[Excerpts of bounding box data]
--

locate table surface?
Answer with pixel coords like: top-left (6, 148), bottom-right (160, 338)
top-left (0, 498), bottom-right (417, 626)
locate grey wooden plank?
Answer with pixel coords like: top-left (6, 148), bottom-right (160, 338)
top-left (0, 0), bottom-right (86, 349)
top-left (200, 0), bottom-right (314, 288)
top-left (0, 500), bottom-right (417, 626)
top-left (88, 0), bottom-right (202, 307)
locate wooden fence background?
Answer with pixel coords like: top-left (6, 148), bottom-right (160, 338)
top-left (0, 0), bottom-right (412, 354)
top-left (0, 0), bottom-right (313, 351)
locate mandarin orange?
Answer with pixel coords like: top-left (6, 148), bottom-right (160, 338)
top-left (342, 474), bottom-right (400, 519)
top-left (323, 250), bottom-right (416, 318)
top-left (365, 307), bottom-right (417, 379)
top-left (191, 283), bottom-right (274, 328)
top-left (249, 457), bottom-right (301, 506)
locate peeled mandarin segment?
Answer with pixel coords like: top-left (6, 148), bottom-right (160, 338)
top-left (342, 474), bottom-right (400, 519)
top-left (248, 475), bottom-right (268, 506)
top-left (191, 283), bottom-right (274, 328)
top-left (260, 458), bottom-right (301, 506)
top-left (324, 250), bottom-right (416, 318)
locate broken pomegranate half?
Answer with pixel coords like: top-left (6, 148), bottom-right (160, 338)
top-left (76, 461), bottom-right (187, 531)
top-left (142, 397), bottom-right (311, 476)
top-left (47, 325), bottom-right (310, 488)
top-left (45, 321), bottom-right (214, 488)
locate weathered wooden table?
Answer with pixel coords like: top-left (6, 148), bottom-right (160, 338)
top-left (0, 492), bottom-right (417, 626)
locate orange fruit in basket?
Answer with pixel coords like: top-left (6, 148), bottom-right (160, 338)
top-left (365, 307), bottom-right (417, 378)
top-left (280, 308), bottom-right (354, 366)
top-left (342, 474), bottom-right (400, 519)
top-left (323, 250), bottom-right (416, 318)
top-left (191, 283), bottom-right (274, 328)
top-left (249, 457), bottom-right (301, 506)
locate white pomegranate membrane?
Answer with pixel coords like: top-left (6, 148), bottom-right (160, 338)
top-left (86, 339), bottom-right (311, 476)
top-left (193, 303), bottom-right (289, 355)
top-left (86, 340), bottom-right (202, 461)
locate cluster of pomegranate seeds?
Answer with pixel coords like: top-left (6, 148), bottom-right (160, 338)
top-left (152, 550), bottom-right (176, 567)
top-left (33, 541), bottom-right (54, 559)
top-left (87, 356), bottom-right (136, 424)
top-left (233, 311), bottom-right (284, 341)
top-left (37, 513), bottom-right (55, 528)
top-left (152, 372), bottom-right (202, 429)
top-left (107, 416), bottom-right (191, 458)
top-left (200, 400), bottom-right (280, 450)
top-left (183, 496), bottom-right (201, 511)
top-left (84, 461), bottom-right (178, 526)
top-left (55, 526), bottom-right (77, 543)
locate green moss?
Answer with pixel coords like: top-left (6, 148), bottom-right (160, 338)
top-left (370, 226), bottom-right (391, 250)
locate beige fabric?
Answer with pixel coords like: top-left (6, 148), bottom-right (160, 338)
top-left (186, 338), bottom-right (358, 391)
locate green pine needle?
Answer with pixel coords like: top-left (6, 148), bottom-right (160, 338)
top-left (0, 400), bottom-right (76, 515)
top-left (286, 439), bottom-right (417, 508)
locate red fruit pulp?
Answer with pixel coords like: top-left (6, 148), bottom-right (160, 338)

--

▸ WHAT THE EXERCISE ASKS:
Rewrite the data from its first line up to and including the line containing "top-left (0, 492), bottom-right (417, 626)", keeping the requests. Multiply every coordinate in the answers by 1.35 and round to whole numbers with halves rounded up, leaving the requests and their format samples unchanged.

▸ CORRECT ANSWER:
locate table surface?
Answer with pixel coords like: top-left (6, 148), bottom-right (160, 338)
top-left (0, 672), bottom-right (563, 845)
locate grey wooden plank?
Answer with pixel coords like: top-left (6, 148), bottom-right (160, 338)
top-left (0, 0), bottom-right (116, 471)
top-left (270, 0), bottom-right (424, 389)
top-left (0, 675), bottom-right (563, 845)
top-left (119, 0), bottom-right (273, 414)
locate wooden fence background?
Answer with pixel coords like: top-left (6, 148), bottom-right (160, 338)
top-left (0, 0), bottom-right (556, 478)
top-left (0, 0), bottom-right (423, 474)
locate mandarin orange?
Answer with pixel coords like: top-left (6, 148), bottom-right (160, 338)
top-left (462, 640), bottom-right (540, 701)
top-left (436, 338), bottom-right (562, 429)
top-left (493, 414), bottom-right (563, 512)
top-left (258, 382), bottom-right (370, 443)
top-left (336, 617), bottom-right (406, 683)
locate peeled mandarin segment?
Answer with pixel coords like: top-left (6, 148), bottom-right (160, 338)
top-left (462, 640), bottom-right (540, 701)
top-left (335, 641), bottom-right (362, 683)
top-left (258, 382), bottom-right (370, 443)
top-left (351, 618), bottom-right (406, 683)
top-left (437, 338), bottom-right (562, 429)
locate broken pomegranate half?
Answer with pixel coords like: top-left (6, 148), bottom-right (160, 338)
top-left (103, 622), bottom-right (252, 717)
top-left (192, 536), bottom-right (420, 643)
top-left (63, 439), bottom-right (419, 659)
top-left (61, 433), bottom-right (289, 659)
locate weathered wooden table?
Answer with pixel coords like: top-left (6, 148), bottom-right (160, 338)
top-left (0, 664), bottom-right (563, 845)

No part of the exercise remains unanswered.